Task item
All of the data must be returned word for word.

(Beginning of Recorded data)

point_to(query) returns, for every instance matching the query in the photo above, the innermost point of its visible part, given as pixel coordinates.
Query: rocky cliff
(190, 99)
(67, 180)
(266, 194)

(End of Recorded data)

Task result
point_to(query) returns, for every instance matching the query in the photo above, the innermost point of its visible part, given as pixel coordinates.
Query: rocky cliff
(190, 99)
(67, 180)
(266, 194)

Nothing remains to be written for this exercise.